::: EXTRACTED MATERIAL :::

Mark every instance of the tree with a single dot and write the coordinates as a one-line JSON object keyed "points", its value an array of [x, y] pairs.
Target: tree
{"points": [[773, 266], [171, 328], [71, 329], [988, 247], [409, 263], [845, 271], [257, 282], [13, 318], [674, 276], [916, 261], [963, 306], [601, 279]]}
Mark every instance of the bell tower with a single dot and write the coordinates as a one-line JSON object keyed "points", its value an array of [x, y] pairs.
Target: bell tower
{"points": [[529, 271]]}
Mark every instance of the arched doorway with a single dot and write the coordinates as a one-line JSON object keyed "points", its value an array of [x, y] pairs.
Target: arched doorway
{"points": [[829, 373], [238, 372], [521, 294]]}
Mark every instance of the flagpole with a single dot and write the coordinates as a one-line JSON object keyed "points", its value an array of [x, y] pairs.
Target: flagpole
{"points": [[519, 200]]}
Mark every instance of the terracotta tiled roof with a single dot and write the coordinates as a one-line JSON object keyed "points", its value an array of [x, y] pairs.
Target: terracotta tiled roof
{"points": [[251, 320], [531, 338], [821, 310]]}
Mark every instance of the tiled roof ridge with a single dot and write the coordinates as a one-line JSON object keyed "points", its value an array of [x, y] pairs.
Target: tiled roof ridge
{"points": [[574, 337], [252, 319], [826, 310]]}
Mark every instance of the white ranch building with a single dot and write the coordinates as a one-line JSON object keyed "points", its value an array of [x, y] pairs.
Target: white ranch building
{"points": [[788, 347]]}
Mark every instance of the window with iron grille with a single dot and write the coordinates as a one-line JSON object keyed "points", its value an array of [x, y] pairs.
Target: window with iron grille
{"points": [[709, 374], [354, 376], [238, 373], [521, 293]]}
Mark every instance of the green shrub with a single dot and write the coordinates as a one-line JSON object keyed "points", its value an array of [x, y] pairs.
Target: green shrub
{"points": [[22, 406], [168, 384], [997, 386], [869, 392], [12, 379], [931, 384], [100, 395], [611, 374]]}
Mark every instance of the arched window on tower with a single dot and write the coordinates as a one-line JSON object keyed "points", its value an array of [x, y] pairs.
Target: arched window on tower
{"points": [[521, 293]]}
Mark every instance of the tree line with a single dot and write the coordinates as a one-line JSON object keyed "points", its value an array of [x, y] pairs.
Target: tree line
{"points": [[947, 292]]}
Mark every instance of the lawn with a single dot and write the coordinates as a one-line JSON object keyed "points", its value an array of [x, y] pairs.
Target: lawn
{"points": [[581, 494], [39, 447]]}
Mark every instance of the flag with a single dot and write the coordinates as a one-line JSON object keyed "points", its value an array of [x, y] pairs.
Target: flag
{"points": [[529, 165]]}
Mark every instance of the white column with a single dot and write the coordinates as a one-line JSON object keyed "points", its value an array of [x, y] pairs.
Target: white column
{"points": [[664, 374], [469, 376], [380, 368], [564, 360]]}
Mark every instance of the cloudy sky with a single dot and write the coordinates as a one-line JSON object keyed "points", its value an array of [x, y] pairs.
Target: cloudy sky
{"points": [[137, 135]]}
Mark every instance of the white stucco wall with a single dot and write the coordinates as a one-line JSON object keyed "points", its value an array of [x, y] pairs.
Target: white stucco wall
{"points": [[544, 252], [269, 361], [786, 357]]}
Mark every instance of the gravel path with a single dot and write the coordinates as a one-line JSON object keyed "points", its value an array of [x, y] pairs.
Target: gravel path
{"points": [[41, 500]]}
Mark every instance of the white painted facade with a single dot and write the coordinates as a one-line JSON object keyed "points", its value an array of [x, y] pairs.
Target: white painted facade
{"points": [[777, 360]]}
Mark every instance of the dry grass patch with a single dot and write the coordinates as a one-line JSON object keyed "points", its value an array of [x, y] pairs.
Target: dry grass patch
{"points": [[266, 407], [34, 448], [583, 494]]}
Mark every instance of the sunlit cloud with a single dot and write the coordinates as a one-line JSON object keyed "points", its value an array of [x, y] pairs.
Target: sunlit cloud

:::

TO BE DONE >>
Write out every line of the records exactly.

OUTPUT FOR THIS TASK >>
Mark every instance of the tree with a single dot and write the coordinates as a one-line JSON object keyed "points", its value an array of [x, y] pairs.
Target: tree
{"points": [[773, 266], [171, 328], [71, 329], [988, 247], [409, 263], [845, 271], [257, 282], [13, 318], [674, 276], [916, 261], [963, 306], [601, 279]]}
Mark every instance of the bell tower with a single dot and write the coordinates as a one-line JSON object keyed "points", its value an array of [x, y] pairs.
Target: bell tower
{"points": [[529, 271]]}
Mark every instance of the arched doorway with a single dot and write the coordinates as a one-line JSON object keyed "points", its value an array of [x, y] pairs.
Target: arched doorway
{"points": [[829, 373], [238, 372], [521, 294]]}
Mark every instance of the flagpole with a single dot and write the coordinates as a one-line JSON object keyed "points", its value an array of [x, y] pairs.
Target: flagpole
{"points": [[519, 200]]}
Mark every instance of the terracotta tiled roof with a single dot and write the coordinates as a one-line JSON object keyed "points", its value an array of [x, y] pairs.
Target: terracotta tiled roof
{"points": [[251, 320], [531, 338], [821, 310]]}
Mark every instance of the tiled roof ridge with a single dot and write the coordinates as a one-line JSON object keyed "points", its value an array of [x, y] pairs.
Target: tiled roof ridge
{"points": [[574, 337], [252, 319], [826, 310]]}
Mark every instance of the white ranch building with a single dot and write the coordinates as a one-line JSON object keyed "points", its value an array of [x, y] pairs.
Target: white ranch building
{"points": [[788, 347]]}
Mark every instance of the window with iron grille with a single dot and write the coordinates as a one-line JSON object keyed "points", its value an array of [x, y] pairs.
Target: window with iron grille
{"points": [[709, 374], [354, 376], [238, 373], [521, 293]]}
Mark every instance of the green shrub with a single dot and write the coordinates as a one-line JSON object keyed "points", its value an array of [x, y] pairs.
Target: green shrub
{"points": [[22, 406], [168, 384], [997, 386], [869, 392], [12, 379], [931, 384], [100, 395], [611, 374]]}
Mark every instance of the arched window on tower with a single dot and write the coordinates as a one-line JSON object keyed "points", its value an array of [x, y] pairs.
Target: arched window on tower
{"points": [[521, 293]]}
Mark every instance of the tree line with a single dot and write the coordinates as a one-line JSON object keyed "points", its value an array of [x, y] pairs.
Target: tree line
{"points": [[947, 292]]}
Mark every instance of the lawn with a single dot and write the coordinates as a one-line JSON object keyed "points", its value an array of [x, y] pairs.
Target: lawn
{"points": [[581, 494], [39, 447]]}
Mark every instance of the flag with a single dot and write the coordinates as a one-line JSON object keyed "points", its value an array of [x, y] pairs.
Target: flag
{"points": [[529, 165]]}
Mark every instance of the white column with a single dot and write the coordinates as a one-line JSON object keyed "points", its value an array of [x, y] pairs.
Target: white column
{"points": [[664, 374], [469, 376], [380, 368], [564, 360]]}
Mark every instance of the cloudy sky with a single dot and write the coordinates as a one-line JSON object keyed "points", its value an array of [x, y] pairs.
Target: cloudy sky
{"points": [[137, 135]]}
Mark every instance of the white stucco wall with a single dot and write the coordinates as a one-line JSON object keyed "points", its value an array of [x, y] pairs.
Target: white stucco wall
{"points": [[544, 252], [269, 361], [786, 357]]}
Mark every instance of the gravel path with a single dot and write the coordinates as a one-line JSON object keyed "points", its value an array of [x, y] pairs.
Target: gravel path
{"points": [[41, 500]]}
Mark every instance of the white painted facade with a single dot and write the coordinates as a one-line JSON object keyed "points", its value an array of [x, y] pairs.
Target: white painted facade
{"points": [[777, 360]]}
Mark every instance of the dry grass patch with a single dot and write the coordinates as a one-line JSON object keyed "points", its value an array of [x, y] pairs.
Target: dry grass patch
{"points": [[266, 407], [34, 448], [583, 494]]}
Mark every instance of the sunlit cloud with a single dot and write the coordinates as a one-line JSON object keyed "points", its value an array of [x, y] pairs.
Target: sunlit cloud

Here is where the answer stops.